What you need to do: All lines in the records below with the word "green" must be returned.

Collected data:
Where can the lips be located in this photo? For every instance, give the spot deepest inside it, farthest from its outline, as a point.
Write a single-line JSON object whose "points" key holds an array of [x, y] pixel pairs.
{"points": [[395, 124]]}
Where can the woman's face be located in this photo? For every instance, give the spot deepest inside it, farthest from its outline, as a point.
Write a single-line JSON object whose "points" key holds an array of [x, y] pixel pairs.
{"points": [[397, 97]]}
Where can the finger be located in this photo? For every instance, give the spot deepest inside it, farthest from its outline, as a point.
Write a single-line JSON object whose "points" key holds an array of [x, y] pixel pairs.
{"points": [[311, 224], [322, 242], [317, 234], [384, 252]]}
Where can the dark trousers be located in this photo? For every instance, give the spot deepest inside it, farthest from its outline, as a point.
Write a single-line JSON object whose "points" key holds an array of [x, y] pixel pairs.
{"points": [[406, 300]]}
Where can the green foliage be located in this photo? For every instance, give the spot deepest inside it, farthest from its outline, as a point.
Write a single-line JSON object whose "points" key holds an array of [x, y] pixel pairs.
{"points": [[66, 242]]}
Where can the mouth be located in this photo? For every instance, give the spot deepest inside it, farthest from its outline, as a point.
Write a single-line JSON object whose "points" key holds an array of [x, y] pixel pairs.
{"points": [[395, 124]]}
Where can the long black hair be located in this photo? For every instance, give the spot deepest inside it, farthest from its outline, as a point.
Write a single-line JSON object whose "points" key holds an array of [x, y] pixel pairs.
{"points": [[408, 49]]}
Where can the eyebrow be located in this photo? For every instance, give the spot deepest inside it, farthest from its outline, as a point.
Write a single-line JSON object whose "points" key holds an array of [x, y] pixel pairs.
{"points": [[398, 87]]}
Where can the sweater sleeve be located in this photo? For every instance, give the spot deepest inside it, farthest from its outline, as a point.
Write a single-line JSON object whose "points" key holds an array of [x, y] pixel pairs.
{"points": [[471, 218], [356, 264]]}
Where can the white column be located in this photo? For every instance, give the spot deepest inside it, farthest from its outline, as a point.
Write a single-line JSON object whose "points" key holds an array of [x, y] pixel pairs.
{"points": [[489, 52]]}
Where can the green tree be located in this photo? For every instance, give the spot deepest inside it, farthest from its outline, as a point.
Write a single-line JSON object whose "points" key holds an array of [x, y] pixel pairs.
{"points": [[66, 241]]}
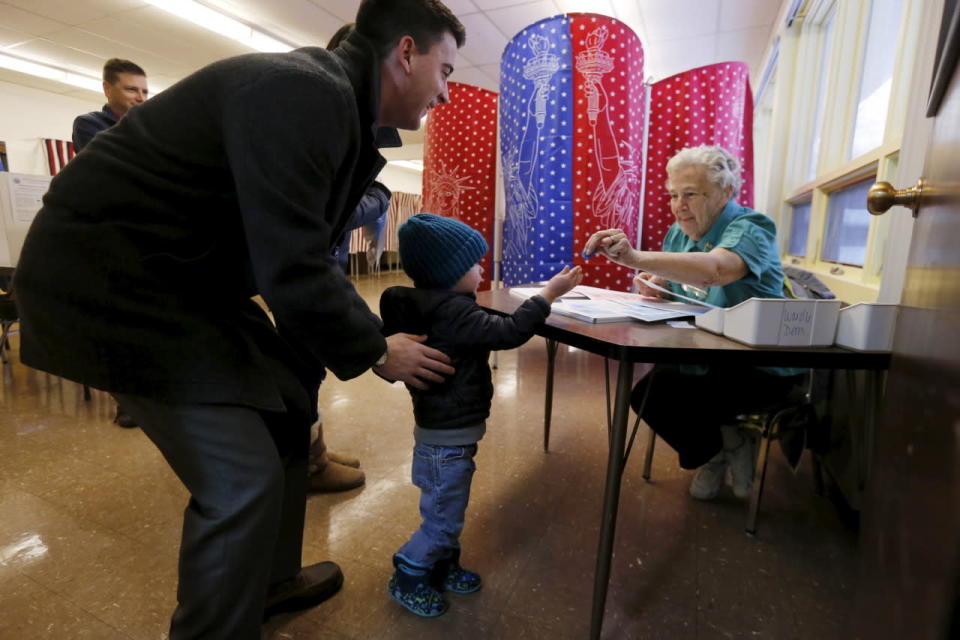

Result of the task:
Where can the green foliage be located in this photo? For every instance, give the spot deepest inside it, farthest from its outline, as a point.
Where can the green tree be located in this photo? For every instance, give the spot deepest inside it, farthest from its outline, as a point.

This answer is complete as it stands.